Given problem:
Reproduce all of the material below word for word, line by line.

>> Begin

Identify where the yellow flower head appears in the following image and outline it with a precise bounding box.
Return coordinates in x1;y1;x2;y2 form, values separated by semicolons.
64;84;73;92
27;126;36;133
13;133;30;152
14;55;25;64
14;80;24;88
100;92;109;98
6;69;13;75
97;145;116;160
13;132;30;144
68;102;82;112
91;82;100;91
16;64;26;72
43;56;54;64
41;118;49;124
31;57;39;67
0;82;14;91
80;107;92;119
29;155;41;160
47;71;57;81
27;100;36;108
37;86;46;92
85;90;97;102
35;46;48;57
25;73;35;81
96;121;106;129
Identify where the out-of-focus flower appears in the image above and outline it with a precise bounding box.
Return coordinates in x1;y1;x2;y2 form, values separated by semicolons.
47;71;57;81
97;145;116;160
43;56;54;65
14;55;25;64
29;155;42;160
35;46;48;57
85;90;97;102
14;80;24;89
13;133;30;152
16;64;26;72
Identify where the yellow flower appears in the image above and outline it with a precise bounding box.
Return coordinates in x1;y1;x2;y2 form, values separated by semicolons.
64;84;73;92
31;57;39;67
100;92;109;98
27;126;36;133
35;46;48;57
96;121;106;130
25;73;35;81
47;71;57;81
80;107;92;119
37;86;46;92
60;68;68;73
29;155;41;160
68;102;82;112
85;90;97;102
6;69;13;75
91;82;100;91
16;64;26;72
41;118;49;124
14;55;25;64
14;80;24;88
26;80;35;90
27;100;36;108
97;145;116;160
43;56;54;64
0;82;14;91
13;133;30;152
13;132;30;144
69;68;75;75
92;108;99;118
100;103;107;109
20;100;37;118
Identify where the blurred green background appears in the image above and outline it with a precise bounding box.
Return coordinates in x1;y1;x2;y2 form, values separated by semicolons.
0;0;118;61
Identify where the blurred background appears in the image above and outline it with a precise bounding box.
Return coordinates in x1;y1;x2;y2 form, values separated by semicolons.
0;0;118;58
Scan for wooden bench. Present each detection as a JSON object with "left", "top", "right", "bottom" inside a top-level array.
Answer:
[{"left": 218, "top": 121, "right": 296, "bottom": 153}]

>> End

Exercise answer:
Identify where the yellow flower head appears in the following image and outline it with a precise bounding box.
Return coordinates in x1;y1;x2;y2 form, values separated by semicolons.
64;84;73;92
27;126;36;133
13;133;30;152
14;55;25;64
14;80;24;88
100;92;109;98
6;69;13;75
97;145;116;160
13;132;30;144
68;102;82;112
91;82;100;91
16;64;26;72
43;56;54;64
41;118;49;124
31;57;39;67
0;82;14;91
80;107;92;119
29;155;41;160
47;71;57;81
27;100;36;108
37;86;46;92
85;90;97;102
35;46;48;57
25;73;35;81
96;121;106;129
Identify where the out-of-focus flower appears in the image above and outline it with a precise bounding box.
Return coordinates in x1;y1;x2;y2 form, values separated by semicolons.
47;71;57;81
97;145;116;160
43;56;54;65
14;55;25;64
29;155;42;160
35;46;48;57
85;90;97;102
14;80;24;89
13;133;30;152
16;64;26;72
Identify where the yellow flower appears in the image above and outline it with a precise bounding box.
Return coordinates in x1;y1;x2;y2 form, values separated by semicolons.
64;84;73;92
31;57;39;67
100;92;109;98
27;126;36;133
35;46;48;57
96;121;106;130
25;73;35;81
47;71;57;81
80;107;92;119
37;86;46;92
60;68;68;73
29;155;41;160
68;102;82;112
85;90;97;102
6;69;13;75
91;82;100;91
16;64;26;72
41;118;49;124
14;55;25;64
14;80;24;88
26;80;35;90
27;100;36;108
97;145;116;160
43;56;54;64
0;82;14;91
13;133;30;152
13;132;30;144
69;68;75;75
92;108;99;118
100;103;107;109
20;100;37;118
Identify where the blurred green background appears in the image above and outline it with a precise bounding box.
Return coordinates in x1;y1;x2;y2 form, values separated by semicolons.
0;0;118;61
Identify where the blurred background appears in the image above and outline it with a precise bounding box.
Return coordinates in x1;y1;x2;y2 form, values separated by semicolons.
0;0;118;58
Scan for wooden bench. Present each detection as a JSON object with "left", "top", "right", "bottom" inside a top-level array.
Answer:
[{"left": 218, "top": 121, "right": 296, "bottom": 153}]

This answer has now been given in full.